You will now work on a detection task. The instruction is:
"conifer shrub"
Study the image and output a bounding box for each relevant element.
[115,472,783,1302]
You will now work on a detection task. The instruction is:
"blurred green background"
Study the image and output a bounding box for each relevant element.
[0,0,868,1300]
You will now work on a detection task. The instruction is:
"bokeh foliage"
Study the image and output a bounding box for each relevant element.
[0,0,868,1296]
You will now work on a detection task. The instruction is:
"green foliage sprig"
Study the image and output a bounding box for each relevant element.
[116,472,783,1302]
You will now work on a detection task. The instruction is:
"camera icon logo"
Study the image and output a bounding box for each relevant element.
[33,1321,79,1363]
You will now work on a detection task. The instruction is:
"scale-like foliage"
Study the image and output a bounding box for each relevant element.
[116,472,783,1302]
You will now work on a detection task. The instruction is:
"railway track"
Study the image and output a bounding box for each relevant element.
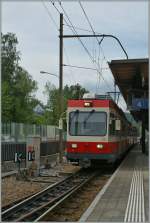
[2,170,98,222]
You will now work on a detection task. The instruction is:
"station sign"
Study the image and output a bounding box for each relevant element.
[132,98,149,110]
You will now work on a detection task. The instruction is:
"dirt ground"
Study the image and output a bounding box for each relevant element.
[1,164,80,207]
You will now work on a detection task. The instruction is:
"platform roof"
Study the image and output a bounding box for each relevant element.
[108,58,149,126]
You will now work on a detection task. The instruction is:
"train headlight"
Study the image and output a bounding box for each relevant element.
[97,144,104,149]
[71,143,77,149]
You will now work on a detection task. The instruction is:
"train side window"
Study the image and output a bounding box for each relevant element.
[109,119,116,135]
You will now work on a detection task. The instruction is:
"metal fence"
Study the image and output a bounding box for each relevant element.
[1,123,59,142]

----------------

Stated goal =>
Reproduce the records word for word, from the start through the line containing "[115,472,783,1302]", inclusive.

Expected output =>
You will now work on a detection task. The instruction is:
"conifer shrub"
Study the image and output a bounding box for each relevant element.
[115,472,783,1302]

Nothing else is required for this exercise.